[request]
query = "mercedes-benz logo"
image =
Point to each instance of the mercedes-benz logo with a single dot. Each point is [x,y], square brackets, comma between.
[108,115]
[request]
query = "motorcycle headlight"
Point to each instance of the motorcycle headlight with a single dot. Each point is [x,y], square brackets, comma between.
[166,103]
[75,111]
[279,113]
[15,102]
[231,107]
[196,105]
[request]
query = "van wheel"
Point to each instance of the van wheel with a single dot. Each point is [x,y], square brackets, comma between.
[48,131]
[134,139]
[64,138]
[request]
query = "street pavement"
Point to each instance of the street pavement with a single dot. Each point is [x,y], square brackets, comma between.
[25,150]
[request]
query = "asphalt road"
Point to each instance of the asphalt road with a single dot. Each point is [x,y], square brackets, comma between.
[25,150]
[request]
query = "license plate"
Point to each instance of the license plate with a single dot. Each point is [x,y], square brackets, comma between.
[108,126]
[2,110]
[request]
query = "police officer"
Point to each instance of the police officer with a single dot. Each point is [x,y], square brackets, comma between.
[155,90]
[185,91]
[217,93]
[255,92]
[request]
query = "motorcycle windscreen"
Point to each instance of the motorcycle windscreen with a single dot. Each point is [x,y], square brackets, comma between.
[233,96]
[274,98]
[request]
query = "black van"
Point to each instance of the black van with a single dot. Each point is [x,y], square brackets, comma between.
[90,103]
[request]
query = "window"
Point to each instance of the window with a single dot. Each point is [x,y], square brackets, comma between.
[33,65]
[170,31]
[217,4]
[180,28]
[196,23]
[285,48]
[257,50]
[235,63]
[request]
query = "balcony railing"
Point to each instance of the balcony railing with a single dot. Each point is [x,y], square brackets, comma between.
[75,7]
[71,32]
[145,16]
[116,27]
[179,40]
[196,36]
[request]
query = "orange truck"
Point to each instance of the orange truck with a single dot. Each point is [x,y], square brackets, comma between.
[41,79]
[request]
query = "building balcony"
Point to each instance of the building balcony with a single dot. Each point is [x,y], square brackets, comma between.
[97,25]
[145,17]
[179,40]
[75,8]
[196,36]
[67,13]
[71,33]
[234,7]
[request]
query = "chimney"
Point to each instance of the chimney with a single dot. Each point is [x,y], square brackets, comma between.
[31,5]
- - -
### Required work
Copy out the material word for word and line for line.

### Reply
[request]
query = "mercedes-benz logo"
image =
Point to each instance of the mercedes-benz logo with a single dot. Each point is [x,y], square brackets, comma between.
[108,115]
[request]
query = "motorcycle headlight"
Point to each instance of the motorcycle headlight with a single dot. Each point is [x,y], square brackets, comma between.
[166,103]
[75,111]
[279,113]
[15,102]
[231,107]
[196,105]
[request]
query = "van wheel"
Point to each instance of the van wheel with a single dot. Each point is [x,y], square brackets, comma between.
[48,131]
[134,139]
[64,138]
[request]
query = "street pavement"
Point to each instance of the street pavement with a single dot. Each point is [x,y], square brackets, comma between.
[25,150]
[request]
query = "asphalt road"
Point to each instance of the asphalt road with a single dot. Each point is [x,y], square brackets, comma between.
[25,150]
[request]
query = "license plate"
Point to each instance of the license plate with a single dot. Each point is [x,y], square brackets, comma between.
[108,126]
[2,110]
[request]
query = "police officer"
Point to each instance of the police officer with a single dot. Each point is [x,y], square brackets, comma between.
[155,90]
[185,91]
[217,93]
[255,92]
[request]
query = "motorcycle windscreen"
Point to each instance of the motorcycle windscreen with a single dot. Each point is [x,y], square brackets, comma between.
[233,96]
[274,98]
[request]
query = "black van"
Point to each instance of the black van with a single dot. Each point is [x,y], square brackets, comma between.
[90,103]
[request]
query = "window"
Point to each instance of the window with a single dot. Each point is [x,y], square brackets, comma between.
[33,65]
[170,31]
[217,4]
[180,28]
[196,23]
[285,48]
[257,50]
[235,63]
[request]
query = "balcony railing"
Point to each instance of the balcony railing with a single dot. Each point is [x,y], square brackets, comma between.
[75,7]
[71,32]
[145,16]
[116,27]
[179,40]
[196,36]
[request]
query = "orange truck"
Point to each instance of the orange truck with a single dot. Each point is [x,y], square brackets, comma between.
[41,79]
[request]
query = "building balcony"
Point to each instance of the building balcony with a single dot. Each point is [x,y], square brackets, comma between.
[97,25]
[145,17]
[179,40]
[75,8]
[196,36]
[67,13]
[71,33]
[234,7]
[request]
query = "chimney"
Point to each instance of the chimney with a single dot. Each point is [x,y], square brackets, comma between.
[31,5]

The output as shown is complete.